* _WORK ITEM_
All the data should come back exactly as it was given.

* _EXERCISE MATERIAL_
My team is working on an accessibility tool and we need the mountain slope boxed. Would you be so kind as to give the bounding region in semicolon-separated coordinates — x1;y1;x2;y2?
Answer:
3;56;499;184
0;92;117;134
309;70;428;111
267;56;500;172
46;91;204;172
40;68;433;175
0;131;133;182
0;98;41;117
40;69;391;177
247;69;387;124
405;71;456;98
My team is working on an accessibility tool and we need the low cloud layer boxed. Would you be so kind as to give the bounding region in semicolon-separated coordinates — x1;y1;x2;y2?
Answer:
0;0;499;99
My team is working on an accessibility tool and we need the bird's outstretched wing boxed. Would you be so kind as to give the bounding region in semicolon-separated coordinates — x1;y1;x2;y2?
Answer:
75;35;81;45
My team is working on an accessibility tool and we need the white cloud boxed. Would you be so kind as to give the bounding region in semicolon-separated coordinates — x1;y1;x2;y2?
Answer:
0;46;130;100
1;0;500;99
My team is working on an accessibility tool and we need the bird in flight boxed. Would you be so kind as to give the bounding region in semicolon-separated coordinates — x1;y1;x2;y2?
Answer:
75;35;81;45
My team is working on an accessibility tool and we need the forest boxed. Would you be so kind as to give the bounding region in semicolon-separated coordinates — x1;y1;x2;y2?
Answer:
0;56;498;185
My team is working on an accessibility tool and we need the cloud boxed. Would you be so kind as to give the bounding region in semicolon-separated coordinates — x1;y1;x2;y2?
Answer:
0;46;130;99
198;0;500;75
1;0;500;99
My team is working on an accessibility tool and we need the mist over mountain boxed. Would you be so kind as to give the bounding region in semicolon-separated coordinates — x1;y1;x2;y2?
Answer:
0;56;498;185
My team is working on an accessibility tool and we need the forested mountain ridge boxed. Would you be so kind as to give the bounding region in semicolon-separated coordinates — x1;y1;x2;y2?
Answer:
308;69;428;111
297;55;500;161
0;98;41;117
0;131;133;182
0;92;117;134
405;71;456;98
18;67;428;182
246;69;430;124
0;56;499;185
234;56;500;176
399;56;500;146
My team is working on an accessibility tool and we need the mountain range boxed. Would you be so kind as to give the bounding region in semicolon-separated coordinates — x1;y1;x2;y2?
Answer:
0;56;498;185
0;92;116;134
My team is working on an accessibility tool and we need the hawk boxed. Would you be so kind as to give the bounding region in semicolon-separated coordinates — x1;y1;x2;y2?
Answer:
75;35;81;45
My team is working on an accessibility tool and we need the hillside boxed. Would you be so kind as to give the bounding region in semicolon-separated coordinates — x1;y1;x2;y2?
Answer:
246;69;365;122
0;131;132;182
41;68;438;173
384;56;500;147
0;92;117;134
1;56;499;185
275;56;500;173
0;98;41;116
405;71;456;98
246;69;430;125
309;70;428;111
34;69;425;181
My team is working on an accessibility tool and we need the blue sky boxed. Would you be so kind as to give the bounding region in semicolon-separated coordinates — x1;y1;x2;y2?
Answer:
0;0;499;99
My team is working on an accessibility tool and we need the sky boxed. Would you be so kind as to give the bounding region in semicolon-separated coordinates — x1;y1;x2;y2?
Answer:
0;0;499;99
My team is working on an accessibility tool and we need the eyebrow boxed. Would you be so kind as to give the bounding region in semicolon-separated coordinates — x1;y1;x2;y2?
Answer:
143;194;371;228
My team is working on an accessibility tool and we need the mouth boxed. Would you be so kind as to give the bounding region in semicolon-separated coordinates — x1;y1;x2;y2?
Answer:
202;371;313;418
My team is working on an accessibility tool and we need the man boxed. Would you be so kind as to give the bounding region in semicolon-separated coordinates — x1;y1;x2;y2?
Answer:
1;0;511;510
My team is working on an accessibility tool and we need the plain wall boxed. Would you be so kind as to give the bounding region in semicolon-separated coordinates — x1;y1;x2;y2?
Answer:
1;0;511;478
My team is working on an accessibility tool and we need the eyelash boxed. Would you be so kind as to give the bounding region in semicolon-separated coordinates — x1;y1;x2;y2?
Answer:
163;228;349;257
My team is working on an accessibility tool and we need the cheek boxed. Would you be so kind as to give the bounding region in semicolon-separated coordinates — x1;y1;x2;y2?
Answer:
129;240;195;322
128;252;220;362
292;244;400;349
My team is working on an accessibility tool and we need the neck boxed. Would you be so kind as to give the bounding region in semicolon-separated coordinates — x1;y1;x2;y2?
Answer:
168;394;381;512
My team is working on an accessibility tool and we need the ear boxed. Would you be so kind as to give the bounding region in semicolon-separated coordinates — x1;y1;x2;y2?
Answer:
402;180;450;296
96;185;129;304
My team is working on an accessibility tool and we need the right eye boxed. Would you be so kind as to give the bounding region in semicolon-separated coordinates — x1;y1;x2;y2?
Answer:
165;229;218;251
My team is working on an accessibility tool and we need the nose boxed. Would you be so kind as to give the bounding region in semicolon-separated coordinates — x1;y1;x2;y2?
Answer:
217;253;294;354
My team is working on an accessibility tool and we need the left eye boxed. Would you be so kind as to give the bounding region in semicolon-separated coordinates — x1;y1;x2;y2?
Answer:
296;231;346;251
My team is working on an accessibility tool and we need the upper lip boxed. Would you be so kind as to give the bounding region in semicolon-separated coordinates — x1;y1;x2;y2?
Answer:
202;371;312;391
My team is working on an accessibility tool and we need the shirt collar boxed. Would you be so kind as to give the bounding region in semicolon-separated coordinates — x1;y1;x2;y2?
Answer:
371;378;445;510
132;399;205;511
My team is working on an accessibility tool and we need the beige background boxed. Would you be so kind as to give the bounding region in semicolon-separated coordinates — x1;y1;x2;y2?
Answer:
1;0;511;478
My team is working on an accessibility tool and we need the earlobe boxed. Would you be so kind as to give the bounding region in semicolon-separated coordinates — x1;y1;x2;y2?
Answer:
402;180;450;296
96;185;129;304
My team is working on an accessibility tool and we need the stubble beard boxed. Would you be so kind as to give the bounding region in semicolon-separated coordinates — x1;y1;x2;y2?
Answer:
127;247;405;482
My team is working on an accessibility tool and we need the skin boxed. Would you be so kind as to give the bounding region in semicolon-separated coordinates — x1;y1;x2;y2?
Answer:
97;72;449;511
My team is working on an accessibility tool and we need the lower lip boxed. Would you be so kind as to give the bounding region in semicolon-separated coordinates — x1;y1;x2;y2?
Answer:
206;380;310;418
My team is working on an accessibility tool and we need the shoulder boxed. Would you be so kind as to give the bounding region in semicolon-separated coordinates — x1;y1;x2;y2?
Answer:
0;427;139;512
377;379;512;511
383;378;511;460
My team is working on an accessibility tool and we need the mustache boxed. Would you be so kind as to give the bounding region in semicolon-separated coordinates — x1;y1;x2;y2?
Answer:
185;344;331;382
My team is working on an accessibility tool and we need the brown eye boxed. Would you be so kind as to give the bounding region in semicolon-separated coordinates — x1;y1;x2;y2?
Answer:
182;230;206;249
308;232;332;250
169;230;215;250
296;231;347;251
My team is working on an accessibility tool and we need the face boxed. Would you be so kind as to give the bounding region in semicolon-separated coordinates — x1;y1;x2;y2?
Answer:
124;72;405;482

* _EXERCISE RESULT_
My team is working on an accessibility tool and we need the mountain slope boxed. Would you be so kind as to give the bounding region in semicolon-separated coordinates — x1;y1;x2;y2?
Answer:
3;56;499;184
0;92;117;134
309;70;428;111
267;56;500;172
46;91;204;172
40;68;433;175
0;131;133;182
0;98;41;117
40;69;391;177
247;69;387;124
405;71;456;98
My team is working on an accessibility tool and we need the low cloud layer boxed. Would you be so kind as to give the bounding region in semicolon-separated coordinates — x1;y1;x2;y2?
Answer:
0;0;499;99
My team is working on an accessibility tool and we need the bird's outstretched wing boxed. Would you be so kind as to give the bounding region in semicolon-separated coordinates — x1;y1;x2;y2?
Answer:
75;35;81;45
My team is working on an accessibility tool and we need the white cloud boxed. Would you be so kind as to give the bounding region in semicolon-separated coordinates — x1;y1;x2;y2?
Answer:
0;46;130;100
1;0;500;99
My team is working on an accessibility tool and we need the bird in flight boxed. Would you be so kind as to give the bounding region in semicolon-separated coordinates — x1;y1;x2;y2?
Answer:
75;35;81;45
My team is working on an accessibility tool and we need the forest boxed. Would you be so kind as to give the bounding region in semicolon-separated coordinates — x1;y1;x2;y2?
Answer:
0;56;498;185
My team is working on an accessibility tool and we need the cloud boxed. Would you be so kind as to give the bounding region in semicolon-separated coordinates — x1;y1;x2;y2?
Answer:
0;46;130;99
198;0;500;75
1;0;500;99
My team is working on an accessibility tool and we need the mist over mountain boxed. Would you be so kind as to give the bounding region in semicolon-separated coordinates — x1;y1;x2;y2?
Answer:
0;56;498;185
My team is working on an accessibility tool and we need the forested mountain ridge boxed. Would you be so kind as to give the bounding region in semicolon-separated coordinates — x1;y1;x2;y2?
Answer:
308;69;428;111
297;55;500;161
0;98;41;117
0;131;133;182
0;92;117;134
405;71;456;98
18;67;428;182
246;69;430;124
0;56;499;185
234;56;500;176
399;56;500;146
My team is working on an accessibility tool and we need the mountain range boxed. Would you be so kind as to give the bounding region in semicolon-separated coordinates — x1;y1;x2;y2?
Answer:
0;56;498;185
0;92;116;134
My team is working on an accessibility tool and we need the hawk boxed. Would you be so kind as to give the bounding region in semicolon-separated coordinates — x1;y1;x2;y2?
Answer:
75;35;81;45
My team is working on an accessibility tool and we need the hillside boxed. Would you be so kind as to give the bounding region in semicolon-separated coordinates — x1;y1;x2;y2?
Answer:
246;69;365;122
0;131;132;182
41;68;438;173
384;56;500;147
0;92;117;134
1;56;499;185
275;56;500;173
0;98;41;116
405;71;456;98
246;69;430;125
309;70;428;111
34;69;425;181
My team is working on an accessibility tool and we need the blue sky boxed. Would you be so kind as to give the bounding region in semicolon-separated coordinates — x1;y1;x2;y2?
Answer:
0;0;499;99
My team is working on an accessibility tool and we need the sky boxed. Would you be so kind as to give the bounding region in semicolon-separated coordinates — x1;y1;x2;y2?
Answer:
0;0;499;99
My team is working on an accessibility tool and we need the eyebrow boxed. Would you be so kind as to give the bounding region in semicolon-separated coordinates — x1;y1;x2;y2?
Answer:
143;194;371;228
My team is working on an accessibility tool and we need the mouth boxed. Would you be so kind as to give the bounding region in semicolon-separated coordinates — x1;y1;x2;y2?
Answer:
202;371;313;418
My team is working on an accessibility tool and we need the man boxed. Would you be so kind as to give the bounding region in semicolon-separated coordinates — x1;y1;x2;y2?
Answer:
1;0;511;510
My team is working on an accessibility tool and we need the plain wall boxed. Would you be so kind as to give the bounding region in semicolon-separated coordinates — x1;y1;x2;y2?
Answer:
1;0;511;478
My team is working on an accessibility tool and we need the eyelash boxed. Would you be so kind as to give the bounding region in semicolon-separated coordinates — x1;y1;x2;y2?
Answer:
163;228;349;257
My team is working on an accessibility tool and we need the cheek boxed. Would you be so kind as to give the bounding region in semicolon-separated coordinates — x1;y1;x2;y2?
Answer:
129;240;195;322
128;252;220;362
292;244;400;349
My team is working on an accessibility tool and we need the neck boxed. Would you be so kind as to give the bounding region in semicolon-separated coordinates — x1;y1;x2;y2?
Answer:
168;394;381;512
My team is working on an accessibility tool and we need the ear boxed. Would you be so kind as to give the bounding region in semicolon-separated coordinates — x1;y1;x2;y2?
Answer:
402;180;450;296
96;185;129;304
My team is working on an accessibility tool and we need the right eye boxed. Would you be so kind as to give the bounding region in semicolon-separated coordinates — x1;y1;x2;y2?
Answer:
165;229;218;251
My team is working on an accessibility tool and we need the nose boxed. Would you be so kind as to give the bounding region in semicolon-separated coordinates — x1;y1;x2;y2?
Answer:
217;253;294;354
My team is working on an accessibility tool and we need the left eye boxed. Would you be so kind as to give the bounding region in semicolon-separated coordinates — x1;y1;x2;y2?
Answer:
296;231;346;251
My team is working on an accessibility tool and we need the upper lip boxed. Would you be so kind as to give the bounding region in semicolon-separated coordinates — x1;y1;x2;y2?
Answer:
202;371;312;391
My team is working on an accessibility tool and we need the shirt collar boxed. Would you be so kind as to give the bounding region in semicolon-separated coordinates — x1;y1;x2;y2?
Answer:
371;378;445;510
132;399;205;511
My team is working on an accessibility tool and we need the beige background boxed. Would you be so kind as to give the bounding region in semicolon-separated coordinates — x1;y1;x2;y2?
Answer:
1;0;511;478
My team is working on an accessibility tool and we need the earlobe boxed. Would you be so kind as to give the bounding region in semicolon-separated coordinates — x1;y1;x2;y2?
Answer:
402;180;450;296
96;185;129;304
My team is working on an accessibility tool and we need the stubble beard boxed. Would you be so kind as to give the bounding region in semicolon-separated coordinates — x1;y1;x2;y2?
Answer:
127;247;405;482
My team is working on an accessibility tool and we need the skin boxed. Would you be so kind as to give the bounding region in semicolon-separated coordinates — x1;y1;x2;y2?
Answer:
97;72;449;511
My team is working on an accessibility tool and we need the lower lip boxed. Would you be so kind as to give the bounding region in semicolon-separated coordinates — x1;y1;x2;y2?
Answer:
206;380;310;418
My team is working on an accessibility tool and we need the shoulder boxed. Would you be so kind as to give the bounding region in semicolon-separated coordinates — x1;y1;x2;y2?
Answer:
0;427;139;512
377;379;512;511
383;378;511;460
My team is working on an accessibility tool and we need the mustache boxed. Would you be so kind as to give the bounding region in semicolon-separated coordinates — x1;y1;x2;y2?
Answer:
185;344;331;382
My team is working on an accessibility tool and we need the brown eye boxed. Would you be so kind as to give the bounding region in semicolon-separated coordinates — x1;y1;x2;y2?
Answer:
182;230;206;249
308;232;332;250
169;230;215;250
296;231;347;251
My team is working on an accessibility tool and we need the face boxed. Would you be so kind as to give the bounding region in semicolon-separated coordinates — x1;y1;x2;y2?
Answer:
124;72;405;482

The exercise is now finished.